_DOCUMENT SECTION:_

ITEM 14.  OTHER EXPENSES OF ISSUANCE AND DISTRIBUTION

      The following is an estimate of the expenses which will be incurred by the
Company in connection with the issuance and distribution of the securities being
registered.

                                                                 AMOUNT
SEC filing fee..........................................   $       3,361
Legal fees and expenses.................................   $      12,000
Accounting fees and expenses..................... ......   $       5,000
Miscellaneous expenses..................................   $       3,000

Total...................................................   $      23,361
                                                            ============


ITEM 15.  INDEMNIFICATION OF DIRECTORS AND OFFICERS

      Section 145 of the Delaware General Corporation Law provides in general
that a corporation may indemnify its directors, officers, employees or agents
against expenditures (including judgments, fines, amounts paid in settlement and
attorneys' fees) made by them in connection with certain lawsuits to which they
may be made parties by reason of their being directors, officers, employees or
agents and shall so indemnify such persons against expenses (including
attorneys' fees) if they have been successful on the merits or otherwise. The
bylaws of Adelphia provide for indemnification of the officers and directors of
Adelphia to the full extent permissible under Delaware law.

_DATA:_
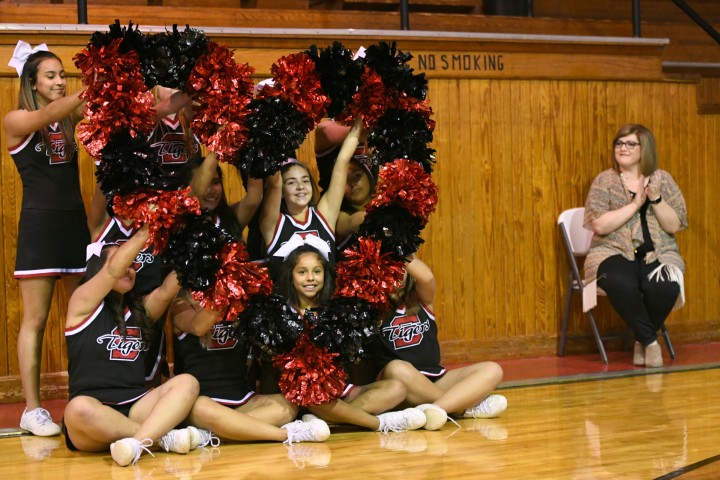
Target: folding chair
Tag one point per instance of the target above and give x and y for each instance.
(577, 244)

_SET PROBLEM A:_ According to the filing excerpt, what is the estimated total of expenses for issuing and distributing the registered securities?
_SET PROBLEM B:_ List each expense line item in the filing excerpt's estimate of issuance and distribution expenses, with its amount.
_SET PROBLEM C:_ Under Section 145 as described in the filing excerpt, when must a corporation indemnify its directors, officers, employees or agents for expenses, rather than merely being allowed to? Explain briefly.

_WRITTEN ANSWER A:_ $23,361

_WRITTEN ANSWER B:_
SEC filing fee: $3,361
Legal fees and expenses: $12,000
Accounting fees and expenses: $5,000
Miscellaneous expenses: $3,000

_WRITTEN ANSWER C:_ Section 145 generally allows a corporation to indemnify these persons for expenditures in certain lawsuits that they face because of their roles. It requires the corporation to indemnify them for expenses, including attorneys' fees, if they have been successful on the merits or otherwise.